▸ **Your goal**:
Pull every line of the records below and reproduce each one character for character.

▸ **Given information**:

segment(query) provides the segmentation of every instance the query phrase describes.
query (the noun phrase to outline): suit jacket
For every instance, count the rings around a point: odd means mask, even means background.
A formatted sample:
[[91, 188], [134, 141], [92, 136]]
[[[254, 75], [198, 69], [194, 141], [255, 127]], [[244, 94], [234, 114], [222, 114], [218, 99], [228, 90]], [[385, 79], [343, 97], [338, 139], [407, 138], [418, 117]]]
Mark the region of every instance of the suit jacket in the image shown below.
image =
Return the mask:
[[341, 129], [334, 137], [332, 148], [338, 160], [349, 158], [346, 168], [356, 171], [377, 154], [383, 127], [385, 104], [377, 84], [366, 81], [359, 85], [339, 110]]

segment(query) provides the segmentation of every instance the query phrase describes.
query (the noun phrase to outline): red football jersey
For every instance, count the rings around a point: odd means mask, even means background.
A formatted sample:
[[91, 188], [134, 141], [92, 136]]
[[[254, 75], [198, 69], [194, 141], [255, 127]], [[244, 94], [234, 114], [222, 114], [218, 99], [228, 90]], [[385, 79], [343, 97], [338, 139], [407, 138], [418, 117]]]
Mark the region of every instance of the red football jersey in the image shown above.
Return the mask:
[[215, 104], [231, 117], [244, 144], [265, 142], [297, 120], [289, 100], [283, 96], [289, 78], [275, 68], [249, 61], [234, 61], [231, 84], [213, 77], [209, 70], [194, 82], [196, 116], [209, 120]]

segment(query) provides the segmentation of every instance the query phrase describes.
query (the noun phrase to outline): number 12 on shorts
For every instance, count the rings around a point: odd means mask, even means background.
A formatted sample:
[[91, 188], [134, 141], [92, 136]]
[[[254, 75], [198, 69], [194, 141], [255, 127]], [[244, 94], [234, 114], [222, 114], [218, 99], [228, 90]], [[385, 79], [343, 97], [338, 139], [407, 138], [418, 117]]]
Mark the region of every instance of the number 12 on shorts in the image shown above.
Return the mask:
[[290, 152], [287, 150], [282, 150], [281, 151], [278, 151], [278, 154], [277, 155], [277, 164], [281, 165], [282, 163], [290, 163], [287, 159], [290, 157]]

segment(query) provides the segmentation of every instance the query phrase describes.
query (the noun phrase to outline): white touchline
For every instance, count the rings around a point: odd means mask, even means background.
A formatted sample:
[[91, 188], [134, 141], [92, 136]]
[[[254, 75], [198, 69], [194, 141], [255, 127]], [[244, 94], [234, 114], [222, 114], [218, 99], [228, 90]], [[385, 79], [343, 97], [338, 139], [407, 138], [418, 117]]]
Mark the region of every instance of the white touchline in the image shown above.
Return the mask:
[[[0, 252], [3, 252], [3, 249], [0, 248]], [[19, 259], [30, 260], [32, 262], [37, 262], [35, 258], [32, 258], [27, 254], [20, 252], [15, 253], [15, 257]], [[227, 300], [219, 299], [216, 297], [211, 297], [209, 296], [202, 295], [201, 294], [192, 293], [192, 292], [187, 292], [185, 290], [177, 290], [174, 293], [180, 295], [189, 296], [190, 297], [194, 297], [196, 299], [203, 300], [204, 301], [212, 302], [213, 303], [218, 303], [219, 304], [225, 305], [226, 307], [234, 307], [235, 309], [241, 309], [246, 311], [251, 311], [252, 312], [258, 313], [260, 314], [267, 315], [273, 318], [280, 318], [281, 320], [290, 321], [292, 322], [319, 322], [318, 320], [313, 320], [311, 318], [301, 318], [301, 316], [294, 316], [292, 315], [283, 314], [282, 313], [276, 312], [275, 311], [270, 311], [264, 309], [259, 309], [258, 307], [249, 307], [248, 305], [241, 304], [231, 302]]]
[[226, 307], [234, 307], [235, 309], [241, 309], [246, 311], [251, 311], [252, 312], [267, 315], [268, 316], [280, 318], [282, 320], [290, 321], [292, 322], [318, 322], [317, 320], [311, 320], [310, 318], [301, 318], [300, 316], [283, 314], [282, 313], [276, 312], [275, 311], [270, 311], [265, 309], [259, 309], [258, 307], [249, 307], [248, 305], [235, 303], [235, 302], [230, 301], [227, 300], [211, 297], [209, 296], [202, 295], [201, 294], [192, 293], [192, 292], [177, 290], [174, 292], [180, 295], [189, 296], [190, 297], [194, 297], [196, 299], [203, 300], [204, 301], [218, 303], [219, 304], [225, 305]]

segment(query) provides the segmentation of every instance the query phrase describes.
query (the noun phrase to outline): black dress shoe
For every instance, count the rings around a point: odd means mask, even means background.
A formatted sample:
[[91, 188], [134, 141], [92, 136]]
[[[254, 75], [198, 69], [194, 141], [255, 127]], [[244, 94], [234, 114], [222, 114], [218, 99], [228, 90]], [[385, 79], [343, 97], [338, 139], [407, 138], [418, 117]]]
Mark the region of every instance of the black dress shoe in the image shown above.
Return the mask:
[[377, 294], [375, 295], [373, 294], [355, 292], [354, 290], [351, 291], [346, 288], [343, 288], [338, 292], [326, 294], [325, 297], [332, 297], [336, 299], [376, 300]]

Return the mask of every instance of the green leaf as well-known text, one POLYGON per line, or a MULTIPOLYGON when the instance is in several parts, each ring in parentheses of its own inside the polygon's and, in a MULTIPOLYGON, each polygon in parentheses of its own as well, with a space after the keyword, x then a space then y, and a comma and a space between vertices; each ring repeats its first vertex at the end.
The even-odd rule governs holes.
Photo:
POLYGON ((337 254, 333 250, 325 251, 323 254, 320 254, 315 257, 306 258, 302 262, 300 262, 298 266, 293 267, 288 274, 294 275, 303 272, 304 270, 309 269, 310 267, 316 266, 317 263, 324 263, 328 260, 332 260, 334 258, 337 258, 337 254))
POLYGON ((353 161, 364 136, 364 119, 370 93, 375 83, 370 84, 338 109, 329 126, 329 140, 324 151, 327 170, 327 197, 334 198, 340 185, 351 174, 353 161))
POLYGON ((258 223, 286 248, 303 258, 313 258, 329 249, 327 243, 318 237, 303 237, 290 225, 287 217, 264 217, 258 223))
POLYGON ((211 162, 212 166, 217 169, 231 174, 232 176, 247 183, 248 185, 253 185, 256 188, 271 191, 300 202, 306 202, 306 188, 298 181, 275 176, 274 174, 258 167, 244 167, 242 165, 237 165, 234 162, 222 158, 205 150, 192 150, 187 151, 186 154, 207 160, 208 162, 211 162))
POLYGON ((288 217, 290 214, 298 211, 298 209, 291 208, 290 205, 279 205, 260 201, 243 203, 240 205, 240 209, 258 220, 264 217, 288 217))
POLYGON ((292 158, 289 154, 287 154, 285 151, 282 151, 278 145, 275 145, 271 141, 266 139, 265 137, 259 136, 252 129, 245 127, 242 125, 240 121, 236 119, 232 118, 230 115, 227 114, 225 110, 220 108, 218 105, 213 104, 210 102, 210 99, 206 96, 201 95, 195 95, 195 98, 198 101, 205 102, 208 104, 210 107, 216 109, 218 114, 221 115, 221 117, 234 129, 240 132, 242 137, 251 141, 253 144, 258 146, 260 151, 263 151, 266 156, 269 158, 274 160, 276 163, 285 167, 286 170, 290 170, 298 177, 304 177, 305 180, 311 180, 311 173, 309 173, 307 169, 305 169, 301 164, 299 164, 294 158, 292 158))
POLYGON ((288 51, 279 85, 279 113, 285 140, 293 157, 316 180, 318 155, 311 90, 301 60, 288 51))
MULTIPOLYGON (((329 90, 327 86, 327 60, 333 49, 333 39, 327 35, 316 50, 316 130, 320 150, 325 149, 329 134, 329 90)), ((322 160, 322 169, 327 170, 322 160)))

▸ **Exercise response**:
segment(query) provides the segmentation of every instance the query phrase describes.
query (the noun phrase to outline): suit jacket
For every instance, count the rings around a point: odd means mask, even means background.
A formatted sample:
[[91, 188], [134, 141], [92, 136]]
[[[254, 75], [198, 69], [194, 141], [255, 127]], [[244, 94], [234, 114], [222, 114], [218, 99], [228, 90]], [[385, 79], [343, 97], [338, 139], [407, 138], [418, 117]]]
Mark the region of every instance of the suit jacket in the image shown below.
image =
Return the mask:
[[341, 129], [334, 137], [332, 148], [338, 160], [349, 158], [346, 168], [356, 171], [377, 154], [383, 127], [385, 104], [377, 84], [366, 81], [359, 85], [339, 110]]

segment(query) provides the segmentation of every instance the query phrase describes.
query (the noun phrase to outline): red football jersey
For every instance, count the rings around a point: odd means mask, even means background.
A formatted sample:
[[91, 188], [134, 141], [92, 136]]
[[[254, 75], [198, 69], [194, 141], [255, 127]], [[244, 94], [234, 114], [222, 114], [218, 99], [228, 90]], [[385, 79], [343, 97], [338, 139], [407, 138], [418, 117]]]
Mark the region of every instance of the red football jersey in the image shown above.
Return the mask:
[[215, 104], [231, 117], [244, 144], [265, 142], [297, 120], [289, 100], [283, 96], [289, 78], [275, 68], [249, 61], [234, 61], [231, 84], [213, 77], [209, 70], [194, 82], [196, 116], [209, 120]]

segment(query) provides the segmentation of every instance the query phrase describes.
query (the noun phrase to outline): number 12 on shorts
For every instance, count the rings around a point: odd means mask, even means background.
A formatted sample:
[[91, 188], [134, 141], [92, 136]]
[[[254, 75], [198, 69], [194, 141], [255, 127]], [[244, 94], [234, 114], [222, 114], [218, 99], [228, 90]], [[385, 79], [343, 97], [338, 139], [407, 138], [418, 117]]]
Mark the region of every instance of the number 12 on shorts in the image shown above.
Return the mask:
[[290, 152], [287, 150], [282, 150], [281, 151], [278, 151], [278, 154], [277, 155], [277, 164], [281, 165], [282, 163], [290, 163], [287, 159], [290, 157]]

segment(query) provides the segmentation of every instance the query phrase describes.
query (the noun phrase to outline): white touchline
For every instance, count the rings around a point: odd means mask, even means background.
A formatted sample:
[[91, 188], [134, 141], [92, 136]]
[[[254, 75], [198, 69], [194, 141], [255, 127]], [[244, 94], [234, 114], [222, 114], [218, 99], [228, 90]], [[385, 79], [343, 97], [338, 139], [407, 138], [418, 117]]]
Mark the region of every instance of the white touchline in the image shown above.
Return the mask:
[[[0, 252], [3, 252], [3, 249], [0, 248]], [[19, 259], [30, 260], [32, 262], [37, 262], [35, 258], [32, 258], [27, 254], [20, 252], [15, 253], [15, 257]], [[227, 300], [219, 299], [216, 297], [211, 297], [209, 296], [202, 295], [201, 294], [192, 293], [192, 292], [187, 292], [185, 290], [177, 290], [174, 293], [180, 295], [189, 296], [190, 297], [194, 297], [196, 299], [203, 300], [204, 301], [212, 302], [213, 303], [218, 303], [219, 304], [225, 305], [226, 307], [234, 307], [235, 309], [241, 309], [246, 311], [251, 311], [252, 312], [258, 313], [260, 314], [267, 315], [273, 318], [280, 318], [281, 320], [290, 321], [292, 322], [319, 322], [318, 320], [313, 320], [311, 318], [301, 318], [301, 316], [294, 316], [292, 315], [283, 314], [282, 313], [276, 312], [275, 311], [270, 311], [264, 309], [259, 309], [258, 307], [249, 307], [248, 305], [241, 304], [231, 302]]]
[[226, 307], [234, 307], [235, 309], [241, 309], [246, 311], [251, 311], [252, 312], [267, 315], [268, 316], [280, 318], [282, 320], [290, 321], [292, 322], [318, 322], [317, 320], [311, 320], [310, 318], [301, 318], [300, 316], [283, 314], [282, 313], [276, 312], [275, 311], [270, 311], [265, 309], [259, 309], [258, 307], [249, 307], [248, 305], [235, 303], [235, 302], [230, 301], [227, 300], [211, 297], [209, 296], [202, 295], [201, 294], [192, 293], [192, 292], [177, 290], [174, 292], [180, 295], [189, 296], [190, 297], [194, 297], [196, 299], [203, 300], [204, 301], [218, 303], [219, 304], [225, 305]]

segment(query) provides the segmentation of every instance the query phrase describes.
query (the noun phrase to outline): black dress shoe
For every instance, count the rings around a point: odd means mask, even means background.
A formatted sample:
[[91, 188], [134, 141], [92, 136]]
[[[254, 75], [198, 69], [194, 141], [255, 127]], [[244, 94], [234, 114], [222, 114], [218, 99], [228, 90]], [[385, 79], [343, 97], [338, 139], [407, 138], [418, 117]]]
Mark the region of every instance of the black dress shoe in the image shown above.
Return the mask:
[[377, 294], [375, 295], [373, 294], [355, 292], [354, 290], [351, 291], [346, 288], [343, 288], [338, 292], [326, 294], [325, 297], [332, 297], [336, 299], [376, 300]]

Return the mask of every instance of the green leaf as well-known text, one POLYGON per line, or a MULTIPOLYGON when the instance is in several parts, each ring in parentheses of its own inside the polygon's and, in a MULTIPOLYGON, each polygon in parentheses of its own as well, with a space after the keyword, x then a space then y, and a comma and a space between vertices; each ring repeats its first vertex at the end.
The even-odd rule governs holes.
Photo:
POLYGON ((337 254, 333 250, 325 251, 323 254, 320 254, 315 257, 306 258, 302 262, 300 262, 298 266, 293 267, 288 274, 294 275, 303 272, 304 270, 309 269, 310 267, 316 266, 317 263, 324 263, 328 260, 332 260, 334 258, 337 258, 337 254))
POLYGON ((353 161, 364 136, 364 119, 370 93, 375 83, 370 84, 338 109, 329 126, 329 140, 324 151, 327 170, 327 197, 334 198, 340 185, 351 174, 353 161))
POLYGON ((258 223, 286 248, 303 258, 313 258, 329 249, 327 243, 318 237, 303 237, 290 225, 287 217, 264 217, 258 223))
POLYGON ((211 162, 212 166, 217 169, 231 174, 232 176, 247 183, 248 185, 253 185, 256 188, 271 191, 300 202, 306 202, 306 188, 298 181, 275 176, 274 174, 258 167, 244 167, 242 165, 237 165, 234 162, 222 158, 205 150, 192 150, 187 151, 186 154, 207 160, 208 162, 211 162))
POLYGON ((288 217, 290 214, 298 211, 298 209, 291 208, 290 205, 279 205, 260 201, 243 203, 240 205, 240 209, 258 220, 264 217, 288 217))
POLYGON ((292 158, 289 154, 287 154, 285 151, 282 151, 278 145, 275 145, 271 141, 266 139, 265 137, 259 136, 252 129, 245 127, 242 125, 240 121, 236 119, 232 118, 230 115, 227 114, 225 110, 220 108, 218 105, 213 104, 210 102, 210 99, 206 96, 201 95, 195 95, 195 98, 198 101, 205 102, 208 104, 210 107, 216 109, 218 114, 221 115, 221 117, 234 129, 240 132, 242 137, 251 141, 253 144, 258 146, 260 151, 263 151, 266 156, 269 158, 274 160, 276 163, 285 167, 286 170, 290 170, 298 177, 304 177, 305 180, 311 180, 311 173, 309 173, 307 169, 305 169, 301 164, 299 164, 294 158, 292 158))
POLYGON ((288 51, 279 85, 279 113, 285 140, 293 157, 316 180, 318 155, 311 90, 301 60, 288 51))
MULTIPOLYGON (((329 90, 327 86, 327 60, 333 49, 333 39, 327 35, 316 50, 316 130, 320 150, 325 149, 329 134, 329 90)), ((322 160, 322 169, 327 170, 322 160)))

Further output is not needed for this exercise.